### SUPPLIED PASSAGE
■ ■ ■
Greater Chimgan (3,309 m) of the Chatkal Mountain range (the Western Tian Shan) is located in the territory of the Ugam-Chatkal National Park, and it is in the Bostanlyk administrative district (Tashkent Province), Uzbekistan.

The Chimgan village was settled 400–500 years ago in the mountain massive of dominant the Greater Chimgan peak (3,309 m), at an altitude of 1,620 m.

Some experts see Chinese words in the name "Chimgan" but others translate it as "sod" or "pasture abundant in water, green valley".

For generations of those, who live in Tashkent province, the Greater Chimgan is the place of romantic gravitation.

Greater Chimgan (3,309m) has been known to mountaineers since the beginning of the 20th century.

For those who want to experience of rock climbing, hiking and mountaineering Chimgan Highlands caters many opportunities. Chimgan Highlands have been a host for many other outdoor activities such as hang gliding, skiing, snowboarding and horseback riding.

For many years the Greater Chimgan was the first challenge for thousands beginners of Soviet mountaineering.
■ ■ ■
### DATA PROVIDED
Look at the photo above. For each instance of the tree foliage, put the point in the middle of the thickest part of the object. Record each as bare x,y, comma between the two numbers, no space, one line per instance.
■ ■ ■
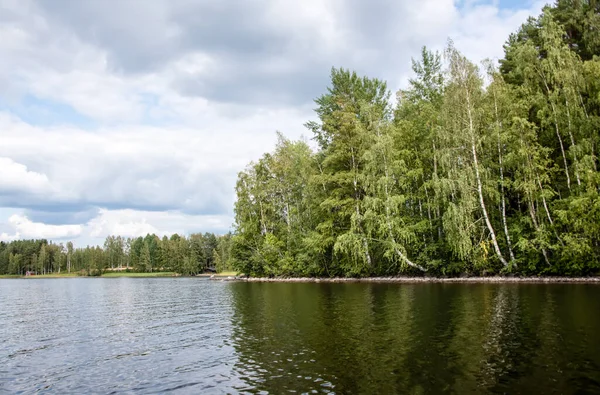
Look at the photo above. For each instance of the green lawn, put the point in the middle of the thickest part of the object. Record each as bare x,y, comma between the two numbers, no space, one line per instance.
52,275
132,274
■ ■ ■
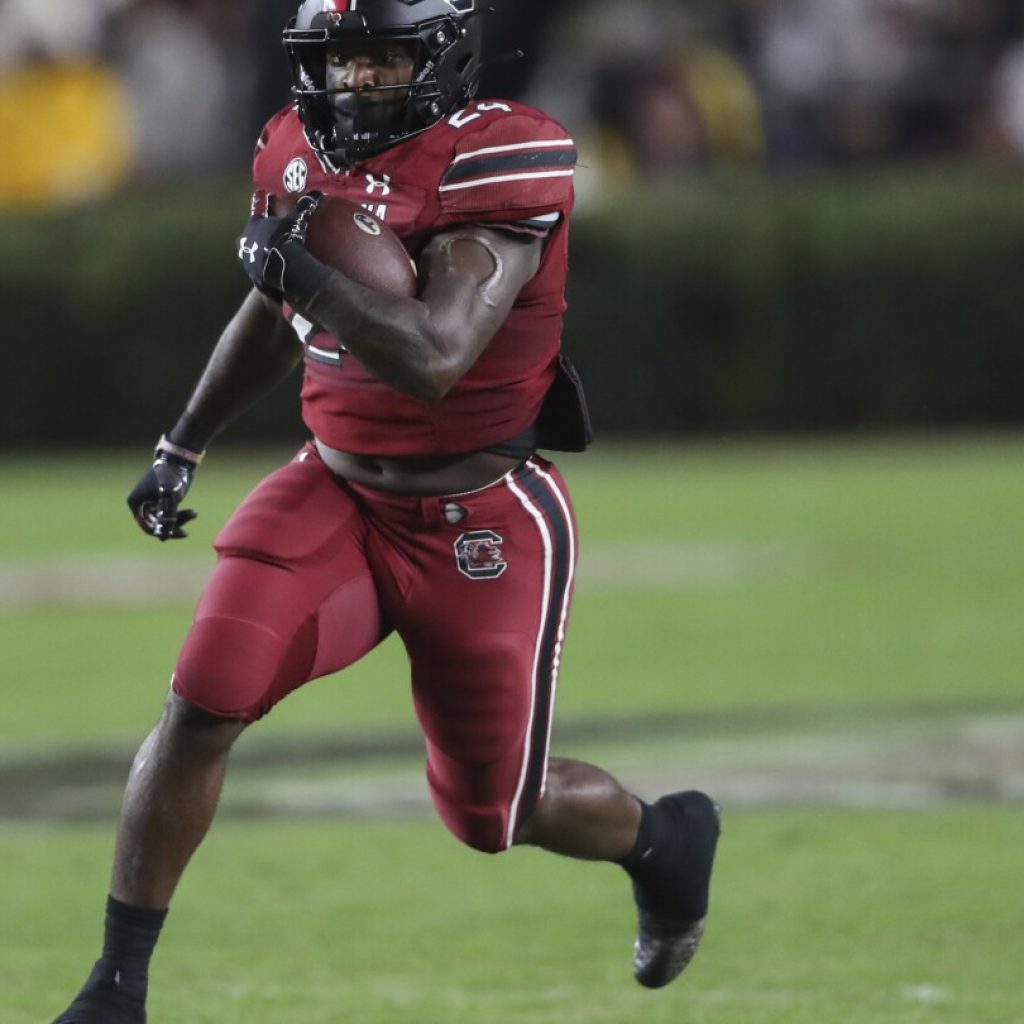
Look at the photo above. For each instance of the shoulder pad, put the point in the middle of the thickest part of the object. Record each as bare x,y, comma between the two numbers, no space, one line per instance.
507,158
■ ■ ■
### REQUIREMENTS
Write out the part of the passage on Greater Chimgan starting at "Greater Chimgan (3,309 m)" and ending at "(Tashkent Province), Uzbekistan.", word for word. Answer using only the passage on Greater Chimgan.

### SOLUTION TO THIS EXERCISE
Greater Chimgan (3,309 m) of the Chatkal Mountain range (the Western Tian Shan) is located in the territory of the Ugam-Chatkal National Park, and it is in the Bostanlyk administrative district (Tashkent Province), Uzbekistan.